__What the task requires__
Report only the number of lines in the rows below that contain the string "braided", matching case exactly.

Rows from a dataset

================

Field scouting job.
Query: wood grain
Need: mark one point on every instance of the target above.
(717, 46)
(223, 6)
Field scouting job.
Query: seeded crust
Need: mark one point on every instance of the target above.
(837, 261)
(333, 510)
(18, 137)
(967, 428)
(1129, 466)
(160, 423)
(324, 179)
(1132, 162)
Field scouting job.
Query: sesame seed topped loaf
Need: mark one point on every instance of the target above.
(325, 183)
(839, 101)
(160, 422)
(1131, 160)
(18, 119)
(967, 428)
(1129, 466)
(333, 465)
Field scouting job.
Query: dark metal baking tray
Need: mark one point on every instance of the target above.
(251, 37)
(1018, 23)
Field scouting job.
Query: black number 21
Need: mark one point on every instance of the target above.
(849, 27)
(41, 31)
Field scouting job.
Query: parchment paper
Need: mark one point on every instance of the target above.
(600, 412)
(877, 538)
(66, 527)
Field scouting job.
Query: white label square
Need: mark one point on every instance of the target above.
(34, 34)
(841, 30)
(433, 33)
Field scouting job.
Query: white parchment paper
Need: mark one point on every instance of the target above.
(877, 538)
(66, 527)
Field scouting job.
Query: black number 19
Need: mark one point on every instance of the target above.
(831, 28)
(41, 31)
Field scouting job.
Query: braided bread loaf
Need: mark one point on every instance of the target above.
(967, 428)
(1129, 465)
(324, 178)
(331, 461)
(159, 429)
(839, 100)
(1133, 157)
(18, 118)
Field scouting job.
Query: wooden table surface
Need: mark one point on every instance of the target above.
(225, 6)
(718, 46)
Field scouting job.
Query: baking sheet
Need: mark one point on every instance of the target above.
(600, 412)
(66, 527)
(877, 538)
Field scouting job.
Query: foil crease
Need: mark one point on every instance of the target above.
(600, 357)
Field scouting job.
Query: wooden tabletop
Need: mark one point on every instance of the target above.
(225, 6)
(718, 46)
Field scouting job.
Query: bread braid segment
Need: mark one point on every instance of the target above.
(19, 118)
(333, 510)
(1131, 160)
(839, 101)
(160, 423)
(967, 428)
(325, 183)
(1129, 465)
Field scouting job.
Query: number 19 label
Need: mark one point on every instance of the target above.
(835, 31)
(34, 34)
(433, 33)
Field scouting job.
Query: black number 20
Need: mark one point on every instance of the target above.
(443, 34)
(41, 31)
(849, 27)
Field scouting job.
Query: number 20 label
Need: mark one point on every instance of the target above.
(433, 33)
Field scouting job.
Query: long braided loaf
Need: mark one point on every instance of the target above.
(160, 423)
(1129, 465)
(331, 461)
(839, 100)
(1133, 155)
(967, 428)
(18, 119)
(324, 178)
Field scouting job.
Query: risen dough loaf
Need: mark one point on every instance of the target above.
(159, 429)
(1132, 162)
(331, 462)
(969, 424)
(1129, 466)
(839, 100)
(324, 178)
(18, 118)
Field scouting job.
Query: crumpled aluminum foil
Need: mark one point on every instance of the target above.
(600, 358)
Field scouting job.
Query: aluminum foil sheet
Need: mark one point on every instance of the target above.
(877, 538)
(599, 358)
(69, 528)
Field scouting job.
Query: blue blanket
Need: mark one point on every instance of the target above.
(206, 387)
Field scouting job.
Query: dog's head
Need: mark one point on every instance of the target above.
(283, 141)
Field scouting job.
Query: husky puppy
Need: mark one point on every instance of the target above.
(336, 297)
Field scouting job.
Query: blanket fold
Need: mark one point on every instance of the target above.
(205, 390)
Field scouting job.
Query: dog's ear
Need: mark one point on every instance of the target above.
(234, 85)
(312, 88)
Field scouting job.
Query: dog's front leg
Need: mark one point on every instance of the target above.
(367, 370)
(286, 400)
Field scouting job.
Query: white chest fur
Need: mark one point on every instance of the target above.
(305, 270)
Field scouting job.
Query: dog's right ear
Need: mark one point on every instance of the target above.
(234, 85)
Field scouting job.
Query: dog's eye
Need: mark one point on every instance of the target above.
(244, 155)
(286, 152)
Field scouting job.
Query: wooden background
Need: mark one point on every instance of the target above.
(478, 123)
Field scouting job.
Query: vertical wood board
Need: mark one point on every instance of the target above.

================

__Solution for this task__
2